Stated task 1
Please retype, word for word, the part of the court opinion that opens with the words containing "Griffin v. Knisely" and closes with "BOOTH, Judge, presiding.".

Griffin v. Knisely

Citation75 Ill. 411,1874 WL 9264
PartiesJOHN GRIFFINv.ABRAHAM J. KNISELY.
Decision Date30 September 1874
CourtIllinois Supreme Court

OPINION TEXT STARTS HERE

APPEAL from the Circuit Court of Cook county; the Hon. HENRY BOOTH, Judge, presiding.

This was assumpsit, by appellee against appellant, for the use and occupation of a dock belonging to appellee, situated upon Magazine slip and Halsted street, in the city of Chicago, from May 1, 1871, to May 1, 1872. The dock was 261 7/12 feet front on Halsted street. The same premises were rented the previous year--from May 1, 1870, to May 1, 1871,--to A. E. Chamberlain & Co. and appellant, and by them divided into separate parts and occupied to suit their convenience. Appellant occupied the south part of the premises and Chamberlain & Co. the north part--and each party received a separate lease from appellee for the part he occupied, and paid in quarterly payments therefor, at the rate of $1,307.92 per annum. In the latter part of March, 1871, appellant applied to appellee to rent the premises then occupied by him for another year, from the 1st of May, 1871, to May 1, 1872. Appellee agreed to let him have them at the same rent he was then paying. On the 16th of April following, appellee made out a written lease for the premises to appellant, in duplicate, one of which, unsigned by himself, he sent by his agent to appellant for his signature, the other he signed himself and also placed in the hands of his agent, with instructions when appellant signed and returned him the other, to deliver it to appellant. The agent handed the unsigned duplicate to appellant and requested him to sign it, but he declined, for the reason that he wanted to see appellee first to make some arrangement about a shed, etc. The agent left the unsigned duplicate with him and returned the other to appellee. On the 27th of April, 1871, appellant not yet having signed and returned the duplicate left with him, appellee tore his name from the one he had signed, and which had not been delivered to appellant, and addressed a letter to appellant informing him that he then withdrew any and all offers he had made for renting the dock to him. This letter was handed appellant by appellee's agent on the same day, and shortly after it was written.

Appellant, upon receiving the letter, immediately signed the duplicate in his possession, carried it to appellee, tendered it to him, and demanded a lease for the property. Appellee declined to execute it, informing him that he must then rent the entire dock and premises, or none. This, appellant refused to do. Appellee thereupon notified him that if he continued to occupy the premises after the 1st of May, 1871, he should charge him with the rent of the entire premises, at the rate of $12 per foot front, estimating the frontage on Halsted street.

Stated task 2
Echo the records below verbatim, from the line containing "Please place a point on the car windshield" through the end of the records, with both ends included.

Recorded data
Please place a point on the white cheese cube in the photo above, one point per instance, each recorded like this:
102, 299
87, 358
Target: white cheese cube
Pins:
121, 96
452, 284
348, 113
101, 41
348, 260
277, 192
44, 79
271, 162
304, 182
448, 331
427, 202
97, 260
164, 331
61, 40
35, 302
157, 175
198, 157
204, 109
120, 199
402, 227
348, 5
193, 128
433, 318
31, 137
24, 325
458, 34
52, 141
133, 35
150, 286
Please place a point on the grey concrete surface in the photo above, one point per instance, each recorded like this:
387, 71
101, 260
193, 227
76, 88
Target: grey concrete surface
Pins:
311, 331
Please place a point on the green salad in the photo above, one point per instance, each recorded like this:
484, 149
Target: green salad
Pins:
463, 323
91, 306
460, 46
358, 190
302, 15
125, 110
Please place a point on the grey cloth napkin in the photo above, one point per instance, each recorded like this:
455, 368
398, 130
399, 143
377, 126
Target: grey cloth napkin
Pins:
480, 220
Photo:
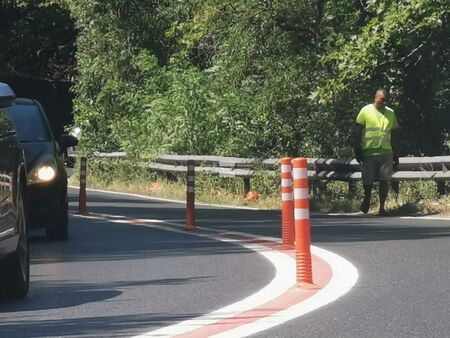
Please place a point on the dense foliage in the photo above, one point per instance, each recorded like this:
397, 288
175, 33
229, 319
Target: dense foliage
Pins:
37, 42
257, 78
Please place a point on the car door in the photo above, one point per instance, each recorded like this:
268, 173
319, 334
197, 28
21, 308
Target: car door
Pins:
8, 165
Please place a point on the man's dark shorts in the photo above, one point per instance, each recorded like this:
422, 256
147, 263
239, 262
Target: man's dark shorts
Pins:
377, 168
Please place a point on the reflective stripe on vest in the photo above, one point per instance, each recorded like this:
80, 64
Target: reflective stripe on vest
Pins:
376, 138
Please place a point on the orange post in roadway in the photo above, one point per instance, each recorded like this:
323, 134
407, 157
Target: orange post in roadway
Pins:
190, 196
302, 224
287, 203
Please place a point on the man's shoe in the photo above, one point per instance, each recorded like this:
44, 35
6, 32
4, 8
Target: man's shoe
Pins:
365, 205
382, 212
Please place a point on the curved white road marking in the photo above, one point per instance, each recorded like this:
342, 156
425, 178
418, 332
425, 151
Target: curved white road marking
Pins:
344, 277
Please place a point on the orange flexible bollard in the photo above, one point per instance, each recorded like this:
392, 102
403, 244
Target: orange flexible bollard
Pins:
302, 224
190, 196
82, 194
287, 203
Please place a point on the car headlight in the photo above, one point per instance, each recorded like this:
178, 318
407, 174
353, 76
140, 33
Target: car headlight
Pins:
46, 173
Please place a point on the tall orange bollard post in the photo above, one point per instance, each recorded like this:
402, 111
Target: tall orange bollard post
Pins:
302, 224
82, 194
287, 203
190, 196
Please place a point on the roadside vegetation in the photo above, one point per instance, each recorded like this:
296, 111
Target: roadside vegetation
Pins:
253, 78
415, 198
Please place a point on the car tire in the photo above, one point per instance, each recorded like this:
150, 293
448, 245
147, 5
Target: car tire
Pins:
15, 283
58, 229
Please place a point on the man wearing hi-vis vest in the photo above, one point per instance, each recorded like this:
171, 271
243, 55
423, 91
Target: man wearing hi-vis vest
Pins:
376, 147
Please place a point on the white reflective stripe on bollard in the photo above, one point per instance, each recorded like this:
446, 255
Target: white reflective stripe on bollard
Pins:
286, 182
300, 214
300, 193
286, 196
300, 173
286, 168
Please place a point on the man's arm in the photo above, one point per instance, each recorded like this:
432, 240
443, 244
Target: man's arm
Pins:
358, 140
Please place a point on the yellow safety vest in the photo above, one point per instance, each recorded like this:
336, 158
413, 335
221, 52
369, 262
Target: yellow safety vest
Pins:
378, 125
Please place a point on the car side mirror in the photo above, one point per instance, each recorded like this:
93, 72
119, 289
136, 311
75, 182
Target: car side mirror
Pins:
7, 96
68, 141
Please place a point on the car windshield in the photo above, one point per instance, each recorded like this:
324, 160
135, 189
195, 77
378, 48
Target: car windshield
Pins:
29, 123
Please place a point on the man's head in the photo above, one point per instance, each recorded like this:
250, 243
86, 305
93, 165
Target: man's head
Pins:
381, 98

Expected output 1
Griffin v. Knisely

Citation75 Ill. 411,1874 WL 9264
PartiesJOHN GRIFFINv.ABRAHAM J. KNISELY.
Decision Date30 September 1874
CourtIllinois Supreme Court

OPINION TEXT STARTS HERE

APPEAL from the Circuit Court of Cook county; the Hon. HENRY BOOTH, Judge, presiding.

Expected output 2
Please place a point on the car windshield in the photo above, one point per instance, each recorded like this:
324, 160
135, 189
195, 77
378, 48
Target: car windshield
Pins:
29, 123
Please place a point on the man's head in the photo above, one point per instance, each recorded like this:
250, 243
86, 305
93, 165
Target: man's head
Pins:
381, 98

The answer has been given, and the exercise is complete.